━━━━━ Trecho de origem

Adoecer é um fenômeno inerente à vida, mas não é só o corpo que sofre; ter angústia e ansiedade das mais variadas formas, perder o sono ou o apetite, faz parte do nosso viver.



Por vezes as dores se manifestam no corpo, outras na alma, e outras nos dois.


Acreditando que muitas doenças estejam ligadas ao funcionamento mental das pessoas, alguns cientistas na França se propuseram, há alguns anos, a estudar mulheres portadoras de nódulos nas mamas. O objetivo da pesquisa era verificar se havia alguma relação entre a malignidade do problema e o estado psicológico destas mulheres.


Sem os diagnósticos em mãos, as pacientes participaram de entrevistas que tinham o propósito de avaliar se suas vidas psíquicas contemplavam as capacidades de fantasiar e sonhar, o que são resultados das representações psíquicas que constituem a base da vida mental.


O resultado final desta pesquisa constatou que as mulheres que possuíam uma capacidade de representação psíquica mais preservada obtiveram diagnóstico de nódulos benignos.


Representação psíquica é um termo utilizado por Freud para designar a expressão psíquica das excitações provenientes do corpo. A todo instante, diferentes estímulos nos atingem produzindo algum nível de impacto, se este for significativo vai gerar um nível de tensão que demandará liberação, principalmente quando for intenso.


Essa liberação da tensão pode se dar por três vias não excludentes entre si: corporais (rubor no rosto; susto que leva a uma taquicardia; etc.), motora e sensorial (um estímulo ameaçador pode acarretar gritos ou tremores; etc.), mental ou psíquica (ativação dos pensamentos e ideias).


A capacidade de representação psíquica pode ser explicada, com um exemplo: diante de um estrondo muito forte, uma pessoa pode ter uma tremedeira, pode ter uma dor de barriga, pode correr e pode ao mesmo tempo em que tem essas reações corporais, motoras e sensoriais, pensar “o que foi esse barulho?”, “será um desmoronamento?”, mostrando assim que procura ou tenta dar um sentido para o que está experimentando. Claro que a pessoa pode dar sentido às experiências que vivencia posteriormente, quando pensa no que aconteceu ou fala sobre o ocorrido.

━━━━━━━━━━
━━━━━ Conjunto de dados

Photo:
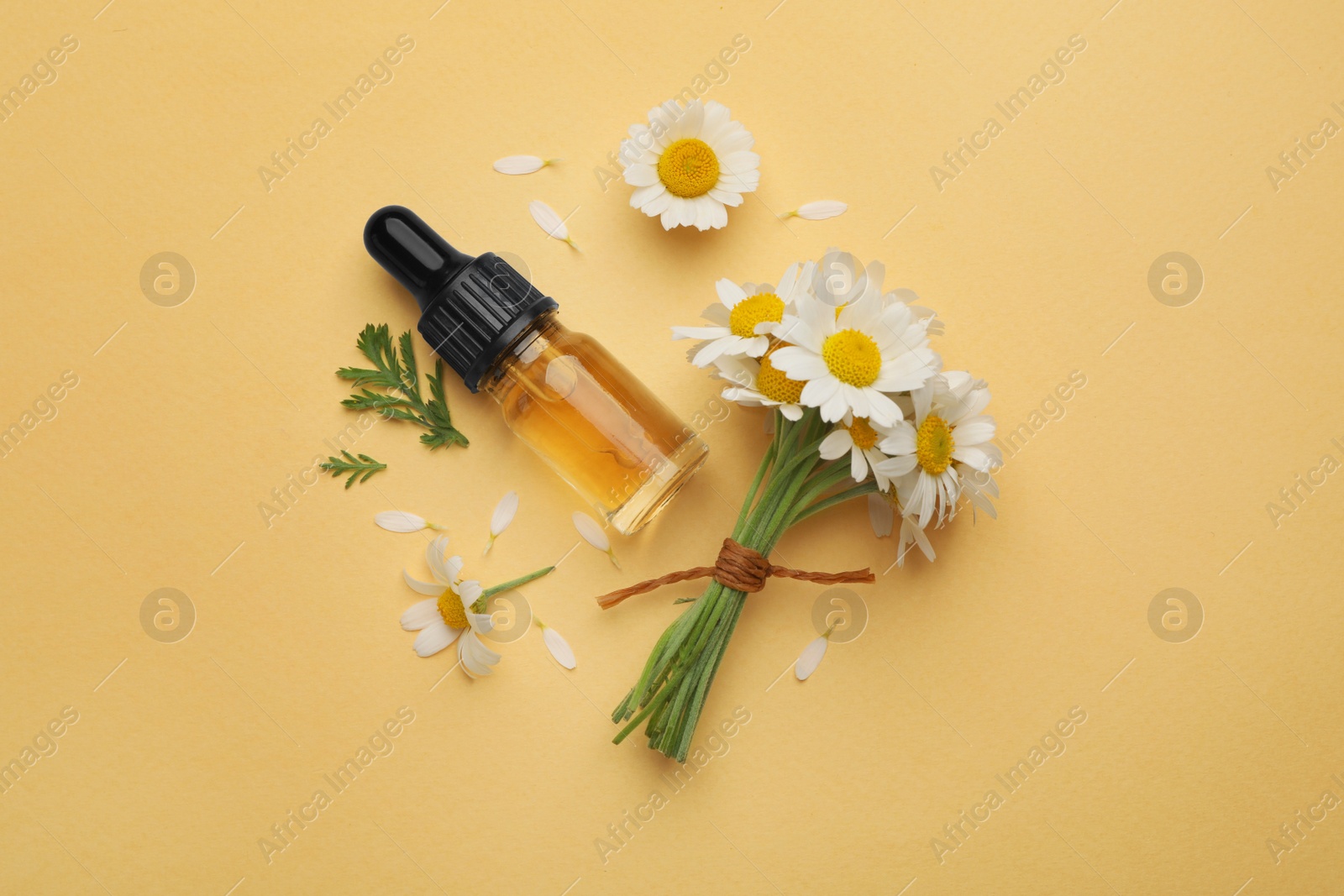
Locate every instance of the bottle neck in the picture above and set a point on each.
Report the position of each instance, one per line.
(537, 340)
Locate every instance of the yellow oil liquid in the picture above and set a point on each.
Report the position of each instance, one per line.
(595, 423)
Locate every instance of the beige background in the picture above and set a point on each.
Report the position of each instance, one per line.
(1158, 476)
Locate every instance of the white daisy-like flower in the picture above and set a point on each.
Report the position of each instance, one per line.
(447, 571)
(745, 316)
(948, 437)
(853, 359)
(859, 438)
(689, 164)
(761, 385)
(449, 617)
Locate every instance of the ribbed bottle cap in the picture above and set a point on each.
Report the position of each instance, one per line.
(474, 308)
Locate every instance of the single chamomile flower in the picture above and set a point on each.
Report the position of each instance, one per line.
(745, 316)
(948, 437)
(449, 617)
(689, 164)
(853, 358)
(858, 437)
(447, 571)
(761, 385)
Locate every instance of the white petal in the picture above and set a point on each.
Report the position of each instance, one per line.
(519, 164)
(559, 647)
(400, 521)
(811, 658)
(548, 219)
(421, 614)
(880, 515)
(644, 196)
(480, 622)
(476, 658)
(820, 210)
(900, 465)
(434, 558)
(423, 587)
(434, 638)
(504, 512)
(591, 531)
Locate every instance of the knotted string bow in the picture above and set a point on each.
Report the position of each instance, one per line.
(737, 567)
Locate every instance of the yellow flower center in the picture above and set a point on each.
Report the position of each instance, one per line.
(853, 358)
(774, 385)
(754, 309)
(450, 607)
(934, 445)
(862, 432)
(689, 168)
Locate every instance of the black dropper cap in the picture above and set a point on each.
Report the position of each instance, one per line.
(474, 309)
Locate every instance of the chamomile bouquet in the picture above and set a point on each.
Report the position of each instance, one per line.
(860, 407)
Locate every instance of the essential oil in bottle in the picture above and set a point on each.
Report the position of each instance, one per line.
(578, 407)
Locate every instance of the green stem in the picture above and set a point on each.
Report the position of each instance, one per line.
(840, 497)
(479, 605)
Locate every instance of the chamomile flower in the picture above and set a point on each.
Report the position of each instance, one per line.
(949, 436)
(689, 164)
(858, 437)
(851, 360)
(761, 385)
(447, 571)
(449, 617)
(745, 316)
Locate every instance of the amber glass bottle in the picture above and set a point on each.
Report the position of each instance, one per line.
(580, 409)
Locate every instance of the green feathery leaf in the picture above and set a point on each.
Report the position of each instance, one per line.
(396, 372)
(355, 465)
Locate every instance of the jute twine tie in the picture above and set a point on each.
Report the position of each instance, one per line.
(738, 567)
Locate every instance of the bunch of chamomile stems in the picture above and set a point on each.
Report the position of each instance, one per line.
(792, 484)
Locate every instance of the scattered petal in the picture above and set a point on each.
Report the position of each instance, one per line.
(593, 533)
(402, 521)
(817, 211)
(811, 658)
(522, 164)
(880, 515)
(503, 515)
(550, 222)
(558, 647)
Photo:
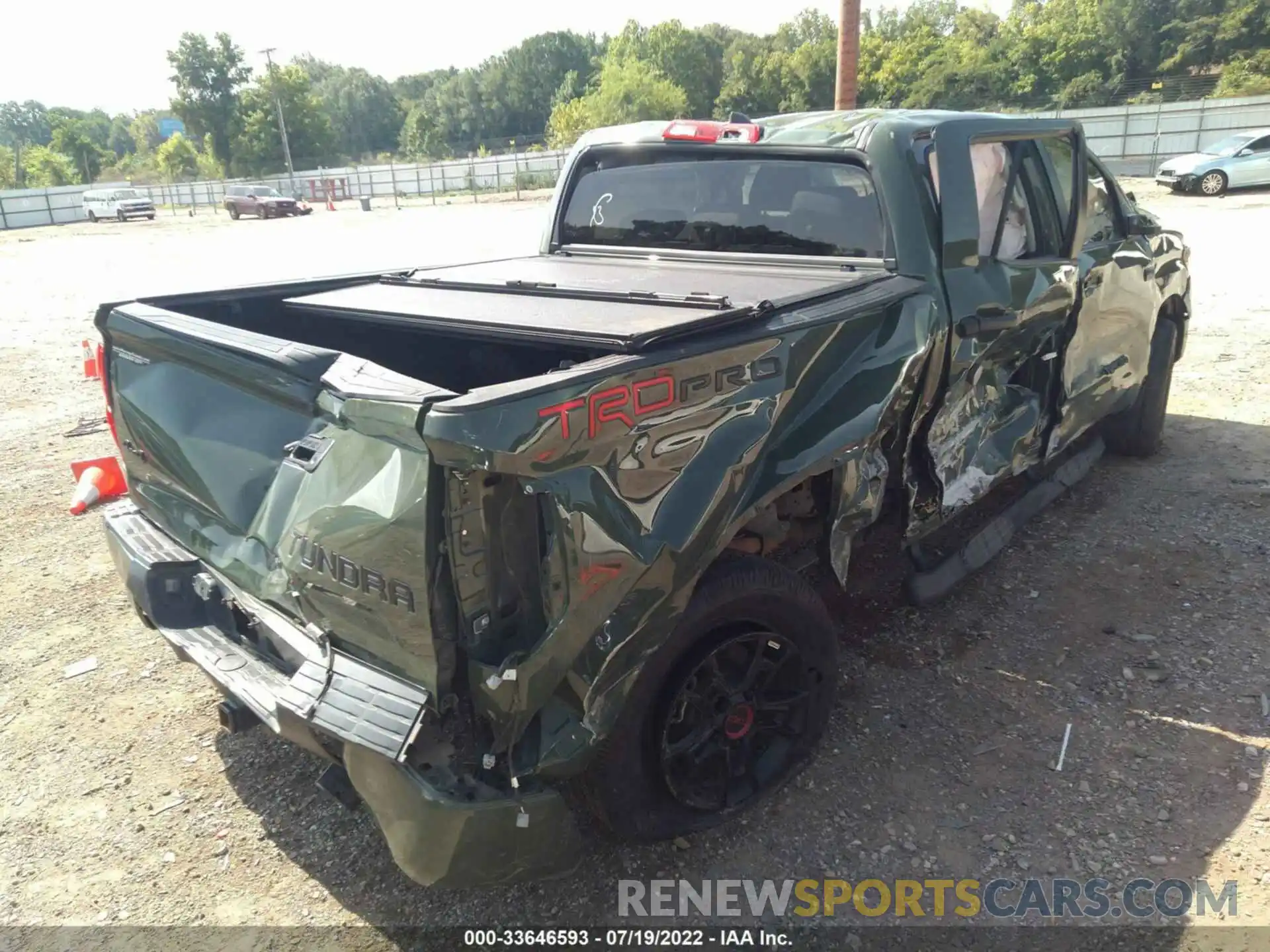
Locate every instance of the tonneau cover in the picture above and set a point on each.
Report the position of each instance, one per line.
(609, 302)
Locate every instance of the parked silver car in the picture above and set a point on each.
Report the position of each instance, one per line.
(1236, 161)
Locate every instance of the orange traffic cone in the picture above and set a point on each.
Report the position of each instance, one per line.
(98, 479)
(91, 368)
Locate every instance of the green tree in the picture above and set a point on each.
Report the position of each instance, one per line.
(45, 168)
(208, 78)
(752, 78)
(629, 91)
(519, 87)
(364, 112)
(412, 89)
(120, 140)
(1246, 77)
(177, 158)
(74, 139)
(690, 59)
(258, 147)
(8, 171)
(144, 131)
(23, 125)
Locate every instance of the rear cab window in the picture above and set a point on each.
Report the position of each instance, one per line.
(1020, 215)
(695, 201)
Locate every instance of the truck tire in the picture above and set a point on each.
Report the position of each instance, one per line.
(726, 711)
(1137, 430)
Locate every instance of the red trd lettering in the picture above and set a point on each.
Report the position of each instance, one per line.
(562, 411)
(606, 407)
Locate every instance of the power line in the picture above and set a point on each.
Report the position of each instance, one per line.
(282, 122)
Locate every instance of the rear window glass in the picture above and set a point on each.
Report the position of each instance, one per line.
(769, 206)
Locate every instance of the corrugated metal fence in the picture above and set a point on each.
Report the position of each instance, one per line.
(1133, 140)
(473, 177)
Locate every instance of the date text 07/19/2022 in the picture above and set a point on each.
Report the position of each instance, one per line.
(628, 938)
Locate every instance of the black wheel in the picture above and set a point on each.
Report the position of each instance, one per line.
(1137, 430)
(1213, 183)
(726, 711)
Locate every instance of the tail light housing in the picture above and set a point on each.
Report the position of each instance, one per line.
(712, 131)
(106, 393)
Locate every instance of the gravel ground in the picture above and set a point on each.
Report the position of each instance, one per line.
(1134, 610)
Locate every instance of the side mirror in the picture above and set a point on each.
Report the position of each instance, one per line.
(1142, 225)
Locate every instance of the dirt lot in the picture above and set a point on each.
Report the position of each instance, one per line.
(1136, 610)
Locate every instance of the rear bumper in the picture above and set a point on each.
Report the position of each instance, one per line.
(437, 834)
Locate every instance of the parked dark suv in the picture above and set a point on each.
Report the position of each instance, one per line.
(261, 201)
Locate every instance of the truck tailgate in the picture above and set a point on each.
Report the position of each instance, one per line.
(295, 473)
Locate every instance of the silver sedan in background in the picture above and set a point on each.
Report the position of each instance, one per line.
(1238, 161)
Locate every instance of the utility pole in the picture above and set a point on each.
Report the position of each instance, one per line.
(282, 124)
(849, 55)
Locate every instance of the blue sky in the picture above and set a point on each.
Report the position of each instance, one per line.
(91, 58)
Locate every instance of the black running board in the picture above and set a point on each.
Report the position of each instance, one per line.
(926, 587)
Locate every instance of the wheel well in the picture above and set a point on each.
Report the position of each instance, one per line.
(1175, 310)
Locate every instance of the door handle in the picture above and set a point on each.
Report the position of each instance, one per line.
(987, 319)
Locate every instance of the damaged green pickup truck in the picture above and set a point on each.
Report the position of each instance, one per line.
(505, 539)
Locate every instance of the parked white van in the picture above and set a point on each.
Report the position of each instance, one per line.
(120, 204)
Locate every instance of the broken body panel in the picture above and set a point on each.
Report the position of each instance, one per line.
(459, 583)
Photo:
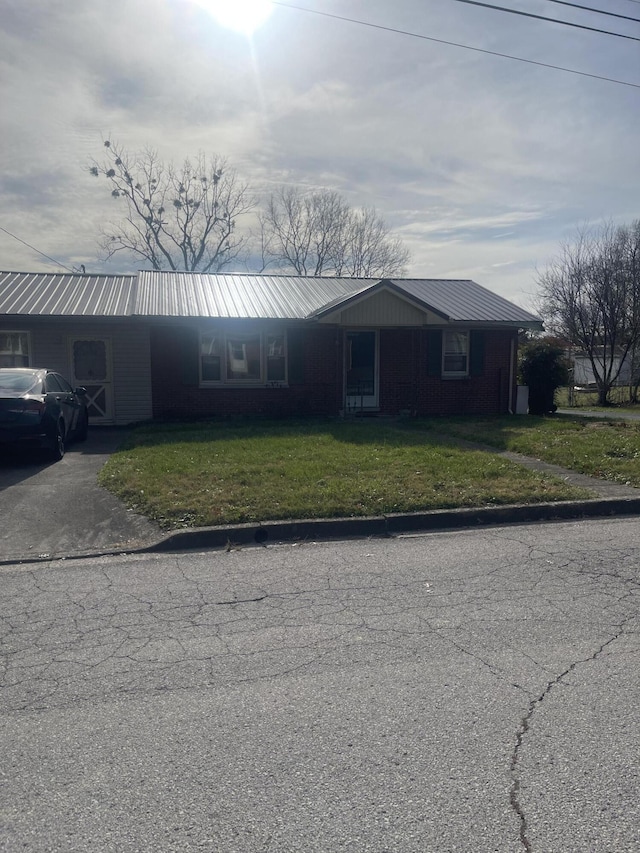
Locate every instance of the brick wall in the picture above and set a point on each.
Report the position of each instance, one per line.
(406, 385)
(317, 391)
(318, 388)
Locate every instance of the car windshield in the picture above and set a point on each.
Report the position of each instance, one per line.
(17, 381)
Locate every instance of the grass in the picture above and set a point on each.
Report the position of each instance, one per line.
(217, 473)
(607, 449)
(589, 400)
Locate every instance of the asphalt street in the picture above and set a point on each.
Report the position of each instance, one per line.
(469, 691)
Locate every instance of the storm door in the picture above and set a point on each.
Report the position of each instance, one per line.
(91, 365)
(361, 370)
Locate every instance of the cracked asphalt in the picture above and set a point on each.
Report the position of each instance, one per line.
(469, 691)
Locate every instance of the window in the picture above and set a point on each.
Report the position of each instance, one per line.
(455, 353)
(254, 358)
(14, 349)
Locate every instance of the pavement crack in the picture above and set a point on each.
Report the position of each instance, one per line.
(525, 724)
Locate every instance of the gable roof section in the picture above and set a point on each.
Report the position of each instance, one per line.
(243, 296)
(66, 295)
(464, 301)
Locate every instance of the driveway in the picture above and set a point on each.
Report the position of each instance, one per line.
(58, 509)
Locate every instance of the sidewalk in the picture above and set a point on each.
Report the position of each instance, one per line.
(59, 512)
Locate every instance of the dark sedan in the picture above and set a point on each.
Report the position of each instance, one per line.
(39, 409)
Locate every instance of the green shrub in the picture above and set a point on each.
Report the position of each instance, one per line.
(544, 368)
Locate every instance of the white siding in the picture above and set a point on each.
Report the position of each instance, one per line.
(382, 309)
(50, 347)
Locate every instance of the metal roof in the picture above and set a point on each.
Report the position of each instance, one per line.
(242, 296)
(277, 297)
(463, 300)
(66, 295)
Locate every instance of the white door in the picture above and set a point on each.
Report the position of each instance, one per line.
(361, 370)
(91, 367)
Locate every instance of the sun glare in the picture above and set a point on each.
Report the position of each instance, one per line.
(244, 16)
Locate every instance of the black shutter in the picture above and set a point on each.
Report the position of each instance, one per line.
(190, 356)
(434, 353)
(476, 353)
(295, 356)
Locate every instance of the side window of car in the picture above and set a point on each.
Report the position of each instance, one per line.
(51, 383)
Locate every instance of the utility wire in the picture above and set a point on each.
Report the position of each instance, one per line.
(543, 18)
(24, 242)
(454, 44)
(598, 11)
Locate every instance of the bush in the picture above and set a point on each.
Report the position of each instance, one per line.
(544, 368)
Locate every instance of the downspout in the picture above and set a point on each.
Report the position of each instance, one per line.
(512, 364)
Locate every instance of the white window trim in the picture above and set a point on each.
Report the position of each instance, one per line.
(224, 336)
(20, 332)
(455, 374)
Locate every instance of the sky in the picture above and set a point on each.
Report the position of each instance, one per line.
(483, 165)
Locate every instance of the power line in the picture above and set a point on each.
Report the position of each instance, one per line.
(24, 242)
(598, 11)
(454, 44)
(543, 18)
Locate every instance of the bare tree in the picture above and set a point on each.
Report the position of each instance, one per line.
(590, 294)
(178, 218)
(320, 234)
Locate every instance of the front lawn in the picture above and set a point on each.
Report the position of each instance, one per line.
(608, 449)
(221, 473)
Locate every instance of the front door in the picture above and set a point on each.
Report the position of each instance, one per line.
(91, 367)
(361, 370)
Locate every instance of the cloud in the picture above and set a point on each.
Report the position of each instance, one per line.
(481, 164)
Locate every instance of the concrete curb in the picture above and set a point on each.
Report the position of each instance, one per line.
(235, 536)
(388, 525)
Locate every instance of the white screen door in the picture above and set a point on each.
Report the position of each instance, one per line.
(91, 360)
(361, 370)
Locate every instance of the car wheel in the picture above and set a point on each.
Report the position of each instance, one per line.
(83, 428)
(57, 449)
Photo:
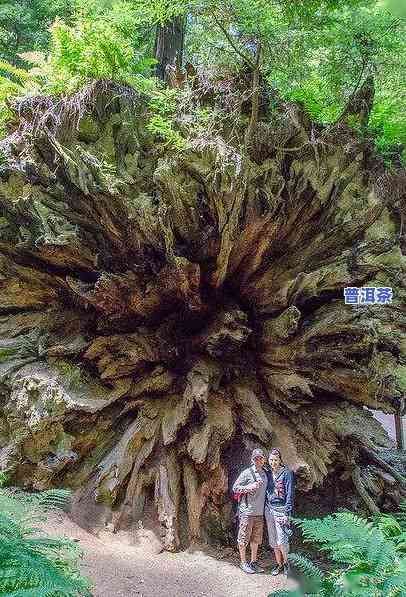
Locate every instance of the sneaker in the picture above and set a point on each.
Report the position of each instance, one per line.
(247, 568)
(277, 571)
(256, 567)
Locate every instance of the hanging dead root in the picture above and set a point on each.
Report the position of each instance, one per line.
(59, 116)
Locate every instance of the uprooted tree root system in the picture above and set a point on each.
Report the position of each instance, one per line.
(163, 311)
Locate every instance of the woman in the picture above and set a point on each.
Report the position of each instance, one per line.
(278, 508)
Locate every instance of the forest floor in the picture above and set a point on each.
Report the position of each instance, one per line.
(118, 568)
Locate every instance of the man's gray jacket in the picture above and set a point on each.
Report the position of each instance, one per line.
(251, 504)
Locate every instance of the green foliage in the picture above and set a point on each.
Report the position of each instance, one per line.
(24, 25)
(329, 47)
(368, 556)
(32, 564)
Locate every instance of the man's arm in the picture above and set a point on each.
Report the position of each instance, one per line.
(243, 484)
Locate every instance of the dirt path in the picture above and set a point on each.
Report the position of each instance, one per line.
(119, 569)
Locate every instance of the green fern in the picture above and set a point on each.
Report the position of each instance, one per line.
(32, 564)
(367, 555)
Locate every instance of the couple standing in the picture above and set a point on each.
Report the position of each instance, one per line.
(266, 492)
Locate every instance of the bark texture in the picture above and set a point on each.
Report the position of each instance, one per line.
(163, 312)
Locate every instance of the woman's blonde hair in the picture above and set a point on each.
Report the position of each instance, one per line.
(277, 452)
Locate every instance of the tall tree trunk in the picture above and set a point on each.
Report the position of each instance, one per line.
(163, 312)
(169, 42)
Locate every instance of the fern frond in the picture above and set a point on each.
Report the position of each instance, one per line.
(351, 539)
(307, 567)
(32, 564)
(17, 75)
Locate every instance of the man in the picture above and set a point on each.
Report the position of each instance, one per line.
(251, 485)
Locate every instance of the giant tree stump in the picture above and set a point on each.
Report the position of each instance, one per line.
(162, 312)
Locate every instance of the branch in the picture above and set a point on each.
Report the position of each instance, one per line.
(232, 43)
(255, 102)
(360, 487)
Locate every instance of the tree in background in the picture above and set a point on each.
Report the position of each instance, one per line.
(24, 25)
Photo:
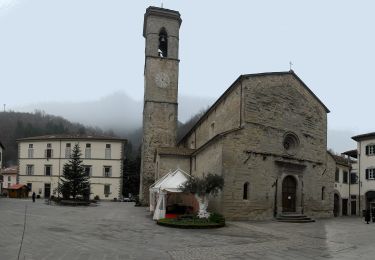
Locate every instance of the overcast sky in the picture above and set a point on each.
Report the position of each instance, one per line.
(71, 50)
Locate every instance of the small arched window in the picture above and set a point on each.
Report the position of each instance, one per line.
(163, 43)
(246, 191)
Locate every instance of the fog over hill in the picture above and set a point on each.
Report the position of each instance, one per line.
(123, 115)
(117, 112)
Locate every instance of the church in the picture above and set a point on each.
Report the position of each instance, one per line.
(266, 135)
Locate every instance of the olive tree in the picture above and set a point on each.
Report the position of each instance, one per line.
(202, 189)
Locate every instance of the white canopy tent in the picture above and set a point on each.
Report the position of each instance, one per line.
(158, 191)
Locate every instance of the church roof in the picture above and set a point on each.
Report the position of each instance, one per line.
(245, 76)
(175, 151)
(364, 136)
(352, 153)
(341, 160)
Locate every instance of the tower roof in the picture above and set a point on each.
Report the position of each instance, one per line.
(162, 12)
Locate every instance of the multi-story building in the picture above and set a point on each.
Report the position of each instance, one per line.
(42, 158)
(346, 198)
(9, 177)
(365, 168)
(1, 166)
(1, 155)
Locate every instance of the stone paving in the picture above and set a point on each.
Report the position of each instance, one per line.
(118, 230)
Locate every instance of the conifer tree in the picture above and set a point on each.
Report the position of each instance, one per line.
(74, 181)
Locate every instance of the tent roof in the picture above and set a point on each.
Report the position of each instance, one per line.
(171, 181)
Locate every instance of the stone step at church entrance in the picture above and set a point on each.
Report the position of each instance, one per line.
(294, 218)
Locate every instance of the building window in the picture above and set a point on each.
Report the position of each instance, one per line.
(337, 175)
(68, 150)
(30, 151)
(353, 178)
(108, 151)
(107, 171)
(345, 177)
(48, 152)
(48, 170)
(246, 189)
(163, 44)
(87, 169)
(107, 189)
(88, 151)
(370, 149)
(370, 174)
(29, 169)
(290, 143)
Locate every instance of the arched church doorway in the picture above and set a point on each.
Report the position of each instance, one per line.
(370, 200)
(336, 205)
(289, 191)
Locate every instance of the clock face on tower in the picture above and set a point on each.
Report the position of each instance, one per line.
(162, 80)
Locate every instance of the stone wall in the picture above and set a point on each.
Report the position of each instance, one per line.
(279, 104)
(223, 117)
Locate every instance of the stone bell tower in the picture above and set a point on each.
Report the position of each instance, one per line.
(161, 31)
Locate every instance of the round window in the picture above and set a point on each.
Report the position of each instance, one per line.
(290, 143)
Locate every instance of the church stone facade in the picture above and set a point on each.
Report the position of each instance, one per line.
(266, 135)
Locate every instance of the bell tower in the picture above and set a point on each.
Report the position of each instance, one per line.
(161, 31)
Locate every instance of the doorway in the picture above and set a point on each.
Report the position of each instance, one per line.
(353, 208)
(289, 191)
(47, 190)
(344, 207)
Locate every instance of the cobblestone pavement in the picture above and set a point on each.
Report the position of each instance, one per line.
(118, 230)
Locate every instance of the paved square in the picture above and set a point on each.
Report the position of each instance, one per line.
(118, 230)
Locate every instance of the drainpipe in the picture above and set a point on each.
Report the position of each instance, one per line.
(58, 180)
(359, 177)
(275, 202)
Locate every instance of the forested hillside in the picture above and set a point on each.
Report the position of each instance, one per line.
(15, 125)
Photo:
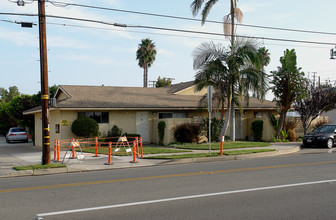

━━━━━━━━━━

* [Perguntas a responder]:
1. Responda com base no trecho sobre adoecimento e representação psíquica:
(a) Em que país estavam os cientistas que estudaram mulheres com nódulos nas mamas?
(b) Que diagnóstico obtiveram as mulheres com capacidade de representação psíquica mais preservada?
(c) Que autor usou o termo "representação psíquica"?
2. Reescreva a parte do trecho que começa em "Sem os diagnósticos" e termina depois de "de nódulos benignos.", substituindo "pacientes" por "voluntárias".
Por favor, baseie-se somente no trecho.

* [Suas respostas escritas]:
1.
(a) França.
(b) Nódulos benignos.
(c) Freud.

2.
Sem os diagnósticos em mãos, as voluntárias participaram de entrevistas que tinham o propósito de avaliar se suas vidas psíquicas contemplavam as capacidades de fantasiar e sonhar, o que são resultados das representações psíquicas que constituem a base da vida mental.


O resultado final desta pesquisa constatou que as mulheres que possuíam uma capacidade de representação psíquica mais preservada obtiveram diagnóstico de nódulos benignos.